[ENTRIES PROVIDED — start]
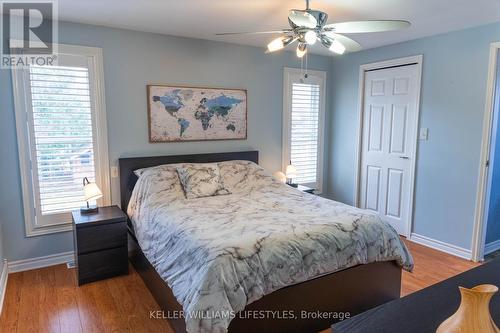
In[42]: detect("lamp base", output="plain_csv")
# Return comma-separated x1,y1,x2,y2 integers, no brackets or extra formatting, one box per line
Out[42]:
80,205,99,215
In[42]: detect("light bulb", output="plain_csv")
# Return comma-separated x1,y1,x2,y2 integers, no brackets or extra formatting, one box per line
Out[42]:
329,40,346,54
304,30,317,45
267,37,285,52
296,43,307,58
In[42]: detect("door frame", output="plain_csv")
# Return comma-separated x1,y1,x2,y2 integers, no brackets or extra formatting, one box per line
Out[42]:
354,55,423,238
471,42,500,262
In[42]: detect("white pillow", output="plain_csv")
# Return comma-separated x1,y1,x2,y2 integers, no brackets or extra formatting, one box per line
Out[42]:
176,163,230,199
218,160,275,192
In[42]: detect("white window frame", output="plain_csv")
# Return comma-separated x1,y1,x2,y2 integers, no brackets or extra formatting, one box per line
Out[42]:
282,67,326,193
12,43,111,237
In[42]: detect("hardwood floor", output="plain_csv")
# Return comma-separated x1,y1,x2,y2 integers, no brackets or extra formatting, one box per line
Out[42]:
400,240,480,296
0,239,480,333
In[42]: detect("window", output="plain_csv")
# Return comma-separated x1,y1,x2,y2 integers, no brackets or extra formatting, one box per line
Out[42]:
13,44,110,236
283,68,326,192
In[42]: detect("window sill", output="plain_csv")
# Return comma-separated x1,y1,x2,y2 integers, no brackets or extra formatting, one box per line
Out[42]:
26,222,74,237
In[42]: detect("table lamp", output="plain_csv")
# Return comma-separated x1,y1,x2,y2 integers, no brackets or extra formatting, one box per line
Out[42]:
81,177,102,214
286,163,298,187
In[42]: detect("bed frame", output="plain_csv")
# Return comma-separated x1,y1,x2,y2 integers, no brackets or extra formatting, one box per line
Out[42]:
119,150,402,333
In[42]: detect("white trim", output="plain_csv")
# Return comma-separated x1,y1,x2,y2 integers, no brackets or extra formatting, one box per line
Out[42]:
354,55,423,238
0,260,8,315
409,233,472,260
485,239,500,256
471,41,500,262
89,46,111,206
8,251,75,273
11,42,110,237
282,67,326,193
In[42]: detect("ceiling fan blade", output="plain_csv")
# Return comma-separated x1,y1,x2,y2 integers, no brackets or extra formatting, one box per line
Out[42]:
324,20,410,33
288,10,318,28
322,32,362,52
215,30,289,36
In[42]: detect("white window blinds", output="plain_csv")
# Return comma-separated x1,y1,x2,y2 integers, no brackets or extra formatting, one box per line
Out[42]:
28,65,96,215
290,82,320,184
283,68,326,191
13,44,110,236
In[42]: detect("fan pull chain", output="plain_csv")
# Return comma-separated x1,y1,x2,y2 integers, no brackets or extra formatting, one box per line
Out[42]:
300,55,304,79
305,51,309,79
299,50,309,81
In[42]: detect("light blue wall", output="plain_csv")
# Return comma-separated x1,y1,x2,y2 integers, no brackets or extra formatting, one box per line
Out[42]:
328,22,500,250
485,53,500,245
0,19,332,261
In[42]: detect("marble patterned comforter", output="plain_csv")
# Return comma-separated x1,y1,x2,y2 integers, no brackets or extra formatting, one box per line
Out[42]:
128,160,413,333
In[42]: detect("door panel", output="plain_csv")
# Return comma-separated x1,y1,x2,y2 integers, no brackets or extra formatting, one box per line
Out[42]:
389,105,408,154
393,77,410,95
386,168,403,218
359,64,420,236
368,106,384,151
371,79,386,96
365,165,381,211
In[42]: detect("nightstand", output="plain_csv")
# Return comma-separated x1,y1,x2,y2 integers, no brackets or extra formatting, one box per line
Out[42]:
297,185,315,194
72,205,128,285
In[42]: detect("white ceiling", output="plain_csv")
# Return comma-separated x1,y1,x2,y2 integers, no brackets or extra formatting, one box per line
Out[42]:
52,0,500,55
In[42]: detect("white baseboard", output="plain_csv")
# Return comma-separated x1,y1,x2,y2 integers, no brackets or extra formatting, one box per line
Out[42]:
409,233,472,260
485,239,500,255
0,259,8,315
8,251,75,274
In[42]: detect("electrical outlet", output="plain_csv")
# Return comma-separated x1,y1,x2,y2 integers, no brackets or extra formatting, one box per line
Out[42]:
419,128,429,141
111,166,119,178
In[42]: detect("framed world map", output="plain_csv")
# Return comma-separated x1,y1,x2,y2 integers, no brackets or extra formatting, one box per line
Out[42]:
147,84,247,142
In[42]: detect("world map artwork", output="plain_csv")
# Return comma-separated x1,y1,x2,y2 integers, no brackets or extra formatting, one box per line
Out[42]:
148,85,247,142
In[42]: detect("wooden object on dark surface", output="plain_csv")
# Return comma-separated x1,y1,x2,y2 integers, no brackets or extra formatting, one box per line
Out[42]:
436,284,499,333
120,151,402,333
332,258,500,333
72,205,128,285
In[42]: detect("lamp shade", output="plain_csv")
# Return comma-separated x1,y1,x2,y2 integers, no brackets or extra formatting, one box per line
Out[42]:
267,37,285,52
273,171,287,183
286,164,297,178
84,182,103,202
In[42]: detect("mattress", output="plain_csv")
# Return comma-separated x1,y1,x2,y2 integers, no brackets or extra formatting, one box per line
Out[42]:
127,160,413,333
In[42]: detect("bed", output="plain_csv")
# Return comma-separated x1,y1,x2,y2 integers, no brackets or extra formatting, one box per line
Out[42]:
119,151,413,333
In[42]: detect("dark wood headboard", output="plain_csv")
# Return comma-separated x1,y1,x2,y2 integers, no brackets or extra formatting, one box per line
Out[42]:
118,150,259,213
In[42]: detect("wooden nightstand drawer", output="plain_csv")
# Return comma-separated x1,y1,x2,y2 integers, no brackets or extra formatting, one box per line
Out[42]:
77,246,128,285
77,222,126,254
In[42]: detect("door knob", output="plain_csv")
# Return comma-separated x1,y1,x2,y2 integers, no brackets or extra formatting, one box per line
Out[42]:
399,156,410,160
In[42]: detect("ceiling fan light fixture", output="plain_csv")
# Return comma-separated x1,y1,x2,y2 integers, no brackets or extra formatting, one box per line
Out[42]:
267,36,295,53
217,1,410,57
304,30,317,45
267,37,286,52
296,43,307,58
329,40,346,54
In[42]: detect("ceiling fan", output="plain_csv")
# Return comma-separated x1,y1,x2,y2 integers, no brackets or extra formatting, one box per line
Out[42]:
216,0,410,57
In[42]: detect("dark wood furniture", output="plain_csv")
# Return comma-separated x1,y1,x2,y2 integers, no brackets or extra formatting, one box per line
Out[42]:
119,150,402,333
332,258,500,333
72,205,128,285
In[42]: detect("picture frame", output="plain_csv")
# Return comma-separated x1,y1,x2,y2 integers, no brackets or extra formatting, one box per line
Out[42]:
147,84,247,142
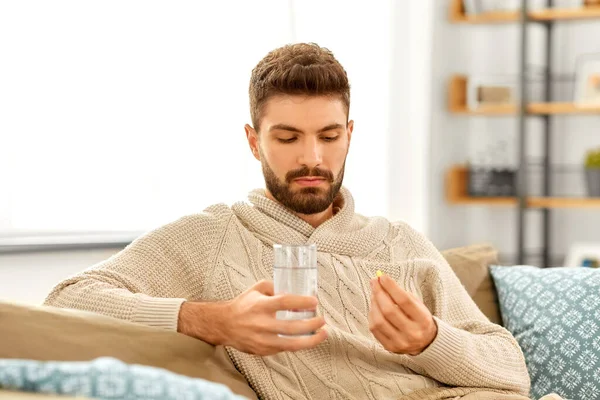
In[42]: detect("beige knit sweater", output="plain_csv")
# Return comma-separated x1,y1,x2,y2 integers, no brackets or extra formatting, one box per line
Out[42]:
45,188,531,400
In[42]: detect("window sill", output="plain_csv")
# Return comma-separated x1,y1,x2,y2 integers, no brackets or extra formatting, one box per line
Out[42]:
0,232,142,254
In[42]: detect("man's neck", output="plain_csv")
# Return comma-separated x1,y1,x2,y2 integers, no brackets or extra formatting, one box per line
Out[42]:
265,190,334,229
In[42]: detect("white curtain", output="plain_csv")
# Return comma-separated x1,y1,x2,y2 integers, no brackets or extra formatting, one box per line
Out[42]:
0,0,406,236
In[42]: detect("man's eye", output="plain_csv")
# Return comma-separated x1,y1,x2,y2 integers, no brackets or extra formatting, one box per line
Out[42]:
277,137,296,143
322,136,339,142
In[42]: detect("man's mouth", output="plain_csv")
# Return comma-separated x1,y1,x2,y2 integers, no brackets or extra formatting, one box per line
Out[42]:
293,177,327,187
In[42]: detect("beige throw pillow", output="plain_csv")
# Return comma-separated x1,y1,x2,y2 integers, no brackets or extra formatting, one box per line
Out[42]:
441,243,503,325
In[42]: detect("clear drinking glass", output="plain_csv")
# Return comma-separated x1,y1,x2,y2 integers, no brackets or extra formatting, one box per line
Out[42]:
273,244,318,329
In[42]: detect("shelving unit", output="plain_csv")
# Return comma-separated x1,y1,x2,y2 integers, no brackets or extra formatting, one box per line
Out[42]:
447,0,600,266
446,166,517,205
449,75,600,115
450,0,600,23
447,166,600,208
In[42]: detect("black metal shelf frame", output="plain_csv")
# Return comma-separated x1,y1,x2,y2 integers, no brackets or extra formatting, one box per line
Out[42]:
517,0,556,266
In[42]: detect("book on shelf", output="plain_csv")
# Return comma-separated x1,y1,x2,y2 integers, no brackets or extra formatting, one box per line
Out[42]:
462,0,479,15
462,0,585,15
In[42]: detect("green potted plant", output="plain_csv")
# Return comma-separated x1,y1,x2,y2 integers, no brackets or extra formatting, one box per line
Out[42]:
[ENTRIES PROVIDED — finish]
### WHAT TO WORK ON
What lines in the entries above include the string "wooden"? Return each one.

### ANSWER TO THE PROBLEM
In[42]: detect("wooden object on dark surface", output="plain_csv")
In[42]: detect("wooden nightstand drawer", output="plain_csv")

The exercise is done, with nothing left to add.